PAGE EXCERPT.
↓↓↓
- Also known as: DecapMusic
- Born: Nicholas John Piantedosi November 8, 1984 (age 41) Waltham, Massachusetts, U.S.
- Origin: Nashua, New Hampshire, U.S.
- Genres: Electronic, Hip hop, Pop, trap music,
- Occupations: Record producer; songwriter; music programmer;
- Years active: 2000–present
- Labels: Future Knock
- Website: www.decapmusic.com

= Decap (producer) =

American record producer from New Hampshire

Nicholas Piantedosi (born November 8, 1984), professionally known as Decap, is an American record producer from Nashua, New Hampshire, United States. Decap has worked with and produced for artists such as Talib Kweli, Joyner Lucas, Hit-Boy, Locksmith, Zion I, Spose, Watsky, Smoke DZA, J-Essential and many more. In 2013, Decap released his full length debut instrumental album, Omni Love.

== Early life ==

Nicholas Piantedosi was born in Waltham, Massachusetts and relocated to Nashua, New Hampshire as a young child. As early as Junior High School, Decap was fascinated with music and began to study the art of producing. In 1995, after purchasing Snoop Dogg “Doggystyle” album, Decap was fully committed to making his presence felt in hip-hop. Decap began to collect and study the genre and drew inspiration from hip-hop pioneers such as J Dilla, Dj Premier, Pete Rock, and A Tribe Called Quest. Decap began rapping and started a 9 member rap group named, “Young Tribe.” Inspired by marginal success and wanting original material for Young Tribe, Decap bought his first drum machine and began to record beats and instrumentals.
↑↑↑
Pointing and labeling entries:
↓↓↓
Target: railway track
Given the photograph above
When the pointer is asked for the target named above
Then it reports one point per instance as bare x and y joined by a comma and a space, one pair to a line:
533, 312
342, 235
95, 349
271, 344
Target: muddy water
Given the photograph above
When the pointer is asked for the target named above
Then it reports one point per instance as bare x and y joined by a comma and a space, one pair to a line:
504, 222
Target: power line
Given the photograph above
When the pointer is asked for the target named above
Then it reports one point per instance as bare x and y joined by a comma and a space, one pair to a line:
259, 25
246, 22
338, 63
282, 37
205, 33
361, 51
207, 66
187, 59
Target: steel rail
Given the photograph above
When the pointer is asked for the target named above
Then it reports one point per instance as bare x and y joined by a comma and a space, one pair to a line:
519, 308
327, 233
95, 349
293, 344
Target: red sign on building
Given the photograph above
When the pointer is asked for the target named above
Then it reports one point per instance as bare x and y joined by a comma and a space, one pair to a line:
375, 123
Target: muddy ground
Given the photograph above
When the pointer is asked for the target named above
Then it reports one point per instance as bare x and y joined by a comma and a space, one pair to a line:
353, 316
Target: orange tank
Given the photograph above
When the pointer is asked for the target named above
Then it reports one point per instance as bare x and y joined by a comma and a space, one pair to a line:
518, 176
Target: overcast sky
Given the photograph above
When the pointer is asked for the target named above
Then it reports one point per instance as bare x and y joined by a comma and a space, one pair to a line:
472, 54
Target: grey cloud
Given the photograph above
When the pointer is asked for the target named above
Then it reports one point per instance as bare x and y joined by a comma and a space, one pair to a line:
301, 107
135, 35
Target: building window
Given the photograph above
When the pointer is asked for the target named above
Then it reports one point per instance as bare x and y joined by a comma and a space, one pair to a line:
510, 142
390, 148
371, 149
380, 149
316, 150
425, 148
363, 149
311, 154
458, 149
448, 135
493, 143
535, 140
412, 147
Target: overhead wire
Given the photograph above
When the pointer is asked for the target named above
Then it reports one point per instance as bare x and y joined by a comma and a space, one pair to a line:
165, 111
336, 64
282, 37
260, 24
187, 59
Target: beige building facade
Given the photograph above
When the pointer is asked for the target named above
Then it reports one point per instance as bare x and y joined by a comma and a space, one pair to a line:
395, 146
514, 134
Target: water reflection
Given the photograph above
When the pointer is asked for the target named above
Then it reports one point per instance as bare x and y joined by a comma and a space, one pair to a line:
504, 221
↑↑↑
GOAL A. According to the Decap page, what was the title of the full-length debut instrumental album released in 2013?
GOAL B. In the Decap page, swap "debut" for "first" and write out the part starting with "Nicholas Piantedosi (born" and going on through "album, Omni Love.".

WRITTEN REPLY A. Omni Love

WRITTEN REPLY B.
Nicholas Piantedosi (born November 8, 1984), professionally known as Decap, is an American record producer from Nashua, New Hampshire, United States. Decap has worked with and produced for artists such as Talib Kweli, Joyner Lucas, Hit-Boy, Locksmith, Zion I, Spose, Watsky, Smoke DZA, J-Essential and many more. In 2013, Decap released his full length first instrumental album, Omni Love.